* Start Source passage *
The main contention for the appellants was rested on sec. 60, the argument being that as £1,691 was returned under the powers of that section in February 1913, as being in excess of what was owing for land tax, the Commissioner was precluded from doing anything inconsistent with his determination that £3,316 was the maximum amount payable for land tax for that year.
The section says nothing on that subject, and it is difficult to suggest why, even if the repayment had been made under that section, estoppel should arise from an act that, so far from causing prejudice, conferred a decided benefit.
If the argument be correct, that sec. 60 once acted upon concludes the liability of the taxpayer for that year, then sec. 59 must have the same effect. And if the supposed discovery, say, within a week of the payment of land tax, that the taxpayer had paid a pound too little, followed by his payment of that pound closes that year's liability for ever, it would be impossible for the Commissioner on really discovering an overpayment of £100 to return it under sec. 60. Alternatively, said learned counsel, sec. 60 closes up the year's liability so far as existing material is concerned, that is, without a new valuation or the addition of other land. But the same difficulty might occur even upon existing material, and through an error in computation, and such an unjust position cannot be supposed without distinct words to support it.
* End Source passage *
* Start Data to process *
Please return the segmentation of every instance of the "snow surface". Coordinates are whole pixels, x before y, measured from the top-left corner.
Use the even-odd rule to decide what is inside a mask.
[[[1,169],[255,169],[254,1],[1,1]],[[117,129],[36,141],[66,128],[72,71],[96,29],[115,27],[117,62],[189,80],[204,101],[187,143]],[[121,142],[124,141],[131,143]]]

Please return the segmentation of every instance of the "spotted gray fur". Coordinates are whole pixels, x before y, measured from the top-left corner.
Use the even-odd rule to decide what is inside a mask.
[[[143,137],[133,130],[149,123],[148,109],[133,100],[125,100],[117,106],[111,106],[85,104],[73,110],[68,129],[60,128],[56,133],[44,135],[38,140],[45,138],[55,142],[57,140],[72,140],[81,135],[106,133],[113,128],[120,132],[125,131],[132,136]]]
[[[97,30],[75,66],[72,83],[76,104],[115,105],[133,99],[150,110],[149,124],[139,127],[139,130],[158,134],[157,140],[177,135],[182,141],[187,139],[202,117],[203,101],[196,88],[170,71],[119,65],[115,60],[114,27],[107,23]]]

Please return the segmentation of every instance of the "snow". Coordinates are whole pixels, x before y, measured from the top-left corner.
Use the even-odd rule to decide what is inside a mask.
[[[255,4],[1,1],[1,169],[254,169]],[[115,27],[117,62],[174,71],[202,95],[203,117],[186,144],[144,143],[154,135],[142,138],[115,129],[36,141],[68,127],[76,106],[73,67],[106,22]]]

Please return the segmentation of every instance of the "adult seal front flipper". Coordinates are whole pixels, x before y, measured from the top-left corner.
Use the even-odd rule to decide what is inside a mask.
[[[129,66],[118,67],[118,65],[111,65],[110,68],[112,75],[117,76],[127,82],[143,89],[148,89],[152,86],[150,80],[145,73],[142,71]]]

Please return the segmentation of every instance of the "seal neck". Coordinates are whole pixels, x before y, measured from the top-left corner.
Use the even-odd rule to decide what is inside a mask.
* End Data to process *
- **Instruction A**: Count the lines of the records that contain the string "pixels", with case mattering, and reply with only the number.
- **Instruction B**: Write the next part of the passage on the land tax appeal, picking up after its final sentence.
The passage and the records have no connection to each other.

- **Result A**: 5

- **Result B**:
The argument for the appellants cannot be adequately dealt with unless the true import of secs. 59 and 60 and their relation to sec. 20 and other sections be considered.
Shortly stated, the view I take is that secs. 59 and 60 are adjustment sections only. Clerical and accountancy errors, not perceived before payment, may be set right within three years after payment, the taxpayer, if he alleges overpayment from such a cause, being bound to satisfy the Commissioner that it is so. But the accuracy of the basic fact of the value of the land as it appears in the assessment, is assumed for the purposes of those sections; no contention challenging that basic fact is a ground for acting under them. The following considerations lead me to that conclusion.
The land tax itself is imposed by Act No. 21 of 1910, at rates therein set out and based on "the taxable value." That is the central point. The "taxable value" is not an arbitrary value but is a real business value, subject to certain exceptional cases and requires a process of ascertainment. This is provided for by the Assessment Act. Sec. 11 of that Act defines "taxable value" broadly speaking as the unimproved value of the land, less £5,000 in the case of non-absentees. Sec. 18 requires the Commissioner to make assessments "for the purpose of ascertaining the amount upon which land tax shall be levied"—that is to say, for the purpose of ascertaining the taxable value.
It is important to note that the words of that section are "upon which," not "for which"; in other words, the assessment is to determine the value of the land, and not the sum which the taxpayer is to pay to the Crown for land tax. The amount of tax payable is to be computed according to the formula given by the Land Tax Act 1910; and except for statutory provisions, such as those against double taxation, is merely mechanical.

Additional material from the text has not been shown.